- **Selected excerpt**:

St. Augustine. July 9, 1837. [4]pp. autograph letter, signed, on a folded folio sheet, addressed for mailing and with a circular "St. Augustine" postal stamp on the fourth page. Old folds. Remnants of wax seal on fourth page. Short, closed splits along a few folds, with no loss of paper or text. Very good. Item #WRCAM57704

A lengthy and informative letter from S.P. Anderson to United States Navy Captain David Conner, congratulating him on the birth of his son and offering insight on the prospects of finding a winter home in Florida. After some hearty and cheerful words of encouragement and advice to the new parents, Anderson offers a verbal tour of the homes around St. Augustine that might be for sale. Conner and his family lived in Philadelphia, and Anderson writes:

"I am gratified indeed to learn that you have some idea of spending your winters in Florida. I should suppose it most desirable to for you & Mrs. C both to avoid the severe weather of that season in the North. I believe you suffer from rheumatism, for which Mr. Waller[?] thinks he has found a certain remedy in a mineral spring at Pablo....The wooden [house] which you may remember...has been lately repaired, a piazza and some few other improvements made which have added to its appearance and comfort. The lot also is in good order and now full of mulberry and orange trees. It is now owned by Major Sykle whose increasing ill health I believe should induce him to sell it. He purchased it for $2000 & it was considered cheap in account of the vast number of trees – but I am not sure that the house would answer your purpose or rather your wishes. There is one tolerably sized sitting room downstairs, a small bedroom without fireplace and a narrow passage between back piazza and shed room. I have never been above, but believe it is something even less than a half story – one fireplace – you would I suppose here, consider yourselves almost as marooning...."

- **Goal of the exercise**:
Carry on the catalog description of the 1837 St. Augustine letter to Captain David Conner, starting right after its last sentence.

- **Information shown**:
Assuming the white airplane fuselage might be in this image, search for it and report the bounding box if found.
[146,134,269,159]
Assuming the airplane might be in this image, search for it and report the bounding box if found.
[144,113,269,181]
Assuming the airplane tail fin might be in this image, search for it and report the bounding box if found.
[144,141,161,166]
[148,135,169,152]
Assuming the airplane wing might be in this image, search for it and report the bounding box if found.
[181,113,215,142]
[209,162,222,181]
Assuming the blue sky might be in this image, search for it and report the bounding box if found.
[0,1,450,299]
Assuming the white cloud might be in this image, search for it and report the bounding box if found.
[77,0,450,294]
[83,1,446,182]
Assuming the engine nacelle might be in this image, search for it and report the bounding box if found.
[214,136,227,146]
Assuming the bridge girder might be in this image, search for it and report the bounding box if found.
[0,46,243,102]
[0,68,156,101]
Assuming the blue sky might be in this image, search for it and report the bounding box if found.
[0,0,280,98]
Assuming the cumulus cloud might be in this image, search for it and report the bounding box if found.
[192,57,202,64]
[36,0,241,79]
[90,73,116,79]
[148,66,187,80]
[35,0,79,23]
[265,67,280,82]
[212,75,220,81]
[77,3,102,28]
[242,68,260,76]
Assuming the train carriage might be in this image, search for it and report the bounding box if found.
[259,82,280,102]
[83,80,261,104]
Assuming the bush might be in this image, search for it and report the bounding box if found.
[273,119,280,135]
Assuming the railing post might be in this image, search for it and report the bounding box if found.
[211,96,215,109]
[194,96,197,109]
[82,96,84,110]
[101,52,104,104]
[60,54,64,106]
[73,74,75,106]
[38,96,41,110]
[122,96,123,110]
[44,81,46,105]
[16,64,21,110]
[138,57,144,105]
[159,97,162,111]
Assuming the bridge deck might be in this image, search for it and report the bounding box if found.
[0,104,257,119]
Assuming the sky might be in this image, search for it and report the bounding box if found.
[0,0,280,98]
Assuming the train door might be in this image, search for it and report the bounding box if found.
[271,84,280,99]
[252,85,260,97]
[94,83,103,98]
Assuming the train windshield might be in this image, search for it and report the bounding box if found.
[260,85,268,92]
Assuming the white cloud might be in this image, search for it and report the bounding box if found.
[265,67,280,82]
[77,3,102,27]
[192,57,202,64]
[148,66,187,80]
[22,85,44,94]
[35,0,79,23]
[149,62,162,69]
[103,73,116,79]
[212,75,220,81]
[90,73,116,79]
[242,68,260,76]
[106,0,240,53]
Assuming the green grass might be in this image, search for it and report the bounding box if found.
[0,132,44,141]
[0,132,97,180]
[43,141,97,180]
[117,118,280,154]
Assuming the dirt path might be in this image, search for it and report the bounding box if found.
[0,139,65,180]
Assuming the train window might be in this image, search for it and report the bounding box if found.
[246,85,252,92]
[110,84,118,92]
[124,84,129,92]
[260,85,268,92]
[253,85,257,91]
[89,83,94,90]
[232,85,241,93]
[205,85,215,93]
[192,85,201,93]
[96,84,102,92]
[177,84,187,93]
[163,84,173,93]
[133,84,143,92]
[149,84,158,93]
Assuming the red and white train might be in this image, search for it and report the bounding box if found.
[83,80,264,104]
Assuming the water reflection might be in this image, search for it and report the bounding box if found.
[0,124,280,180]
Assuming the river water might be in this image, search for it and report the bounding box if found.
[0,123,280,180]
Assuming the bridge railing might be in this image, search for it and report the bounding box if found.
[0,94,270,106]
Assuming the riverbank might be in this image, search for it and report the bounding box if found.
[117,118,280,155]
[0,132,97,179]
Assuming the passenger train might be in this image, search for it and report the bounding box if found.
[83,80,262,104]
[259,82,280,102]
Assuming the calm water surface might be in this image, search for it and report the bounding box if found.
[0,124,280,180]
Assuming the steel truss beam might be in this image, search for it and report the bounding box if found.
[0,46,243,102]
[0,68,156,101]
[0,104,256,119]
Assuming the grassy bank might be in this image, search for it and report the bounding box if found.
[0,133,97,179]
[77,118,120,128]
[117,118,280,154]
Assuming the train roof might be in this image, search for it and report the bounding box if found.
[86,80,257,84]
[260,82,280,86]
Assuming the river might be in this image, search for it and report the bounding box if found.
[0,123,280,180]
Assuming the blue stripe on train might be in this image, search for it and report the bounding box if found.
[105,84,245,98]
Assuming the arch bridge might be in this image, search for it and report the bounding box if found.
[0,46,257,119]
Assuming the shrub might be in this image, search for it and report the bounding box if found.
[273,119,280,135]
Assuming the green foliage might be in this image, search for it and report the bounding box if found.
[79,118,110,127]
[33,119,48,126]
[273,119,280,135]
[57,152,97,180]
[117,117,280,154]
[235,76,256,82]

- **Result of the exercise**:
Anderson goes on to provide similar descriptions of several other homes, noting that "Houses are very much in demand" around St. Augustine. The demand for housing in Florida is perhaps surprising given the ongoing Second Seminole War – which at this early point had been progressing rather poorly for the United States military. Anderson alludes to the war briefly at the close of his letter, when he notes that he will "send the latest Herald, for I am always afraid to say anything about the war, one report contradicting another so quickly." The latter part of Anderson's letter discusses the election of Charles Dowling as Florida representative "by a very large majority," which meets with Anderson's approval as he considers Dowling "the only man in this territory worthy of succeeding [Joseph] White....He is employed in almost all the claims for losses in 1812-13 as well as those of the Indian war." Anderson himself appealed for losses sustained in 1812, and expresses a cautious optimism for their redress.

The recipient of this letter, David Conner, was a noteworthy figure in the United States Navy in the early 19th century. During the War of 1812 he served on the Hornet and saw considerable action, eventually suffering grave wounds and capture as a prisoner of war. He returned to service after a prisoner exchange, and in the years between the war and this letter was steadily promoted until becoming a Captain. He is most well known for commanding the Home Squadron during the Mexican-American War, which included the unprecedented landing of 10,000 soldiers during the siege of Veracruz. His wife, whom Anderson affectionately refers to as "Mrs. C," was the daughter of Dr. Philip Syng Physick, known as the "Father of American Surgery." Appropriately enough, a slightly later pencil note on the address panel labels the contents as "Congratulations on my birth – PSPC;" that is, Philip Syng Physick Conner, the very child discussed in the letter. Philip would fight briefly for the Union during the Civil War as part of a Pennsylvania volunteer artillery regiment.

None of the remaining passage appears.